Exercise description » Render each line of the listing below as a Markdown table with the columns Row and Line, numbering the rows and omitting blank lines. Keep the pictures out of the table.

━━ Material to process ━━

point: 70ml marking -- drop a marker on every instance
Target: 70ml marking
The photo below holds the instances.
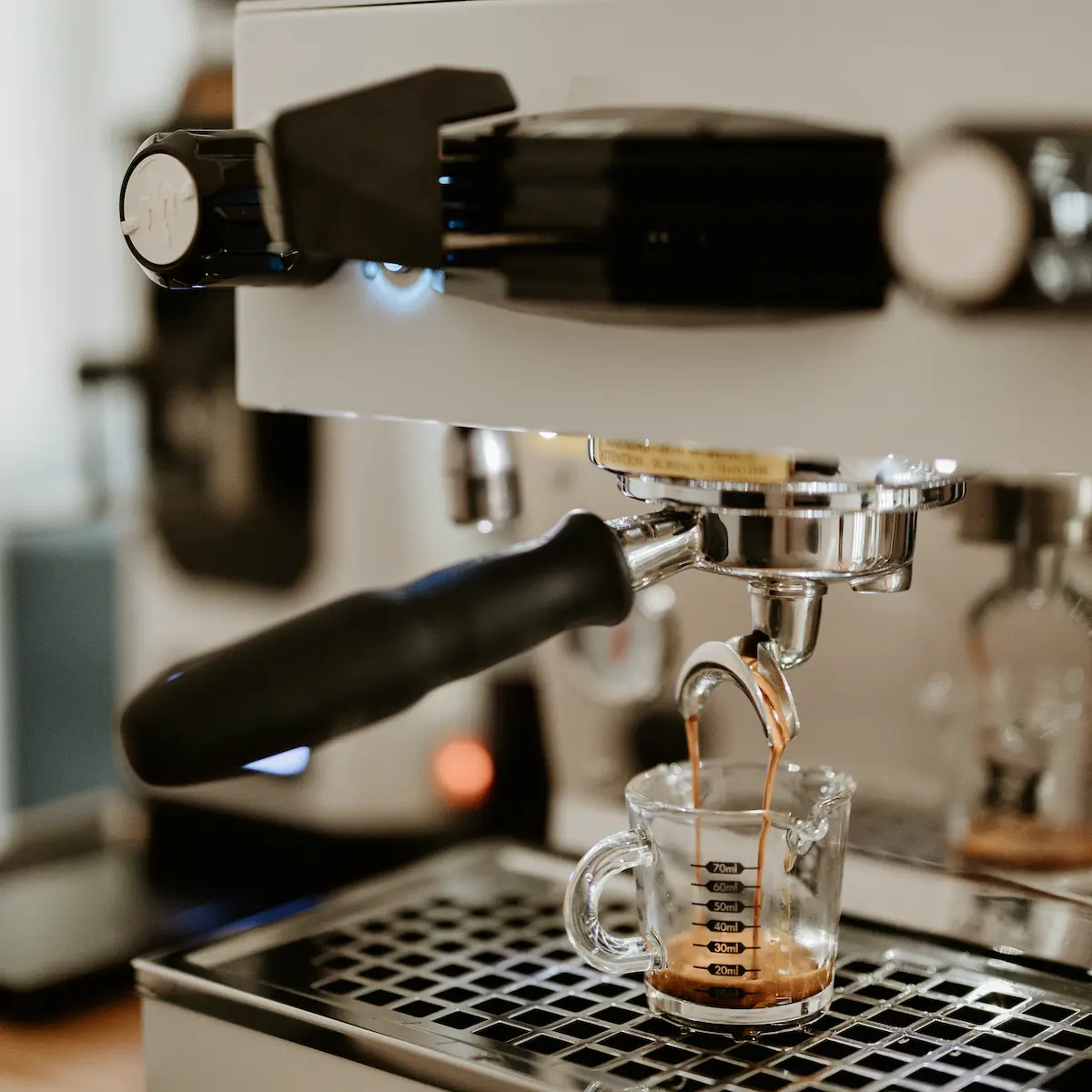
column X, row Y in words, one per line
column 725, row 867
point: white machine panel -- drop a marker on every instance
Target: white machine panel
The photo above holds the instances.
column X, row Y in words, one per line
column 994, row 392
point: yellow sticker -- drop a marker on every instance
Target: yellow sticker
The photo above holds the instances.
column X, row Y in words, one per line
column 693, row 463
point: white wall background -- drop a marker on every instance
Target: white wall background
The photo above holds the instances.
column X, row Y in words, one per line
column 79, row 80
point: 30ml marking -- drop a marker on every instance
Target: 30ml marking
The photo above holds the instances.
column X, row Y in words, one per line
column 729, row 947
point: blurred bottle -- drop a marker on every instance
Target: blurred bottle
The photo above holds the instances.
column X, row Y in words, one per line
column 1016, row 714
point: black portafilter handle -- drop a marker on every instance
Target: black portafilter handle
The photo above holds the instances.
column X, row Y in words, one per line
column 370, row 655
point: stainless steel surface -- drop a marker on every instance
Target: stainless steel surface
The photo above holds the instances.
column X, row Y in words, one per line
column 896, row 580
column 659, row 545
column 1029, row 511
column 481, row 476
column 716, row 662
column 787, row 612
column 801, row 485
column 457, row 972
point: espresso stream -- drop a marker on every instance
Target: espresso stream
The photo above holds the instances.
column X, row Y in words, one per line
column 782, row 970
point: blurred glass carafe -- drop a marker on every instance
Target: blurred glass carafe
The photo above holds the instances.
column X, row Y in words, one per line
column 1016, row 720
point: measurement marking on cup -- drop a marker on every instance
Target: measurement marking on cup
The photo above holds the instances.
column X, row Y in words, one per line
column 729, row 947
column 724, row 993
column 725, row 867
column 726, row 887
column 723, row 925
column 727, row 970
column 724, row 905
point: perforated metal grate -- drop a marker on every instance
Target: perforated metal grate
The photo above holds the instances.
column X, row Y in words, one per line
column 500, row 971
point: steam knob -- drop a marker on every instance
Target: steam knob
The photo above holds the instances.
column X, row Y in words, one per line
column 483, row 479
column 996, row 217
column 191, row 214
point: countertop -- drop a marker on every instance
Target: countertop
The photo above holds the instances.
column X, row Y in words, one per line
column 94, row 1052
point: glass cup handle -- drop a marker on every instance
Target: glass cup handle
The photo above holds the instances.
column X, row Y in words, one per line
column 631, row 849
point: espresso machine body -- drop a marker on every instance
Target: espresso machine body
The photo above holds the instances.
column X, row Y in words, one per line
column 454, row 973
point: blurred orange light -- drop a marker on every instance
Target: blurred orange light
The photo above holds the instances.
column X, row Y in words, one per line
column 463, row 773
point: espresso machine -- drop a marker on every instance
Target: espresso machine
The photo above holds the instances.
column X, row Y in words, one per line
column 796, row 277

━━━

Solved exercise »
| Row | Line |
|---|---|
| 1 | point: 70ml marking -- drop a marker on every instance |
| 2 | Target: 70ml marking |
| 3 | The photo below holds the instances. |
| 4 | column X, row Y in words, one per line |
| 5 | column 725, row 867 |
| 6 | point: white machine panel -- drop a marker on every instance |
| 7 | Target: white machine panel |
| 8 | The photo above holds the instances. |
| 9 | column X, row Y in words, one per line |
| 10 | column 994, row 392 |
| 11 | point: yellow sticker -- drop a marker on every instance |
| 12 | Target: yellow sticker |
| 13 | The photo above holds the instances. |
| 14 | column X, row Y in words, one per line |
| 15 | column 693, row 463 |
| 16 | point: white wall background -- drop a marker on every instance |
| 17 | Target: white wall background |
| 18 | The photo above holds the instances. |
| 19 | column X, row Y in words, one per line |
| 20 | column 79, row 80 |
| 21 | point: 30ml marking -- drop a marker on every instance |
| 22 | Target: 30ml marking |
| 23 | The photo above holds the instances. |
| 24 | column X, row Y in words, one per line |
| 25 | column 729, row 947 |
| 26 | point: blurred bottle -- drop a marker on every instance |
| 27 | Target: blurred bottle |
| 28 | The photo above holds the instances. |
| 29 | column X, row Y in words, one per line |
| 30 | column 1016, row 714 |
| 31 | point: black portafilter handle -- drop a marker on every instance |
| 32 | Target: black portafilter handle |
| 33 | The photo above holds the instances. |
| 34 | column X, row Y in words, one per line |
| 35 | column 370, row 655 |
| 36 | point: stainless steel surface -- drop a marker on every instance |
| 37 | Target: stainless steel surface |
| 38 | The photo above holds the instances. |
| 39 | column X, row Y in words, one per line |
| 40 | column 896, row 580 |
| 41 | column 659, row 545 |
| 42 | column 1029, row 511 |
| 43 | column 481, row 476 |
| 44 | column 716, row 662 |
| 45 | column 787, row 612 |
| 46 | column 801, row 485 |
| 47 | column 457, row 972 |
| 48 | point: espresso stream -- drop a marker on every instance |
| 49 | Target: espresso stream |
| 50 | The photo above holds the instances. |
| 51 | column X, row Y in words, one per line |
| 52 | column 782, row 970 |
| 53 | point: blurred glass carafe -- drop a marker on every instance |
| 54 | Target: blurred glass carafe |
| 55 | The photo above holds the instances. |
| 56 | column X, row Y in words, one per line |
| 57 | column 1016, row 720 |
| 58 | point: measurement marking on cup -- drop a marker on every instance |
| 59 | Target: measurement marking on cup |
| 60 | The photo above holds the instances. |
| 61 | column X, row Y in words, one per line |
| 62 | column 729, row 947 |
| 63 | column 724, row 993 |
| 64 | column 725, row 867 |
| 65 | column 726, row 887 |
| 66 | column 723, row 925 |
| 67 | column 727, row 970 |
| 68 | column 724, row 905 |
| 69 | point: perforated metal grate -- drop a marker on every instance |
| 70 | Target: perforated metal grate |
| 71 | The photo above holds the instances. |
| 72 | column X, row Y in words, one per line |
| 73 | column 500, row 971 |
| 74 | point: steam knob -- drop a marker on every instance |
| 75 | Target: steam knob |
| 76 | The photo above holds the instances. |
| 77 | column X, row Y in words, one per line |
| 78 | column 483, row 479 |
| 79 | column 996, row 217 |
| 80 | column 191, row 214 |
| 81 | point: countertop -- drop a marker on every instance |
| 82 | Target: countertop |
| 83 | The photo above holds the instances. |
| 84 | column X, row Y in words, one per line |
| 85 | column 94, row 1052 |
| 86 | point: glass cup handle -- drop a marker on every instance |
| 87 | Target: glass cup handle |
| 88 | The photo above holds the instances. |
| 89 | column X, row Y in words, one per line |
| 90 | column 631, row 849 |
| 91 | point: espresso machine body -- drop a marker on every instance |
| 92 | Target: espresso machine body |
| 93 | The photo above holds the instances. |
| 94 | column X, row Y in words, one per line |
| 95 | column 454, row 973 |
| 96 | point: blurred orange light -- drop a marker on every instance |
| 97 | Target: blurred orange light |
| 98 | The photo above holds the instances. |
| 99 | column X, row Y in words, one per line |
| 100 | column 463, row 773 |
| 101 | point: espresso machine -- drop a marker on every instance |
| 102 | Target: espresso machine |
| 103 | The photo above holds the instances. |
| 104 | column X, row Y in words, one per line |
| 105 | column 796, row 277 |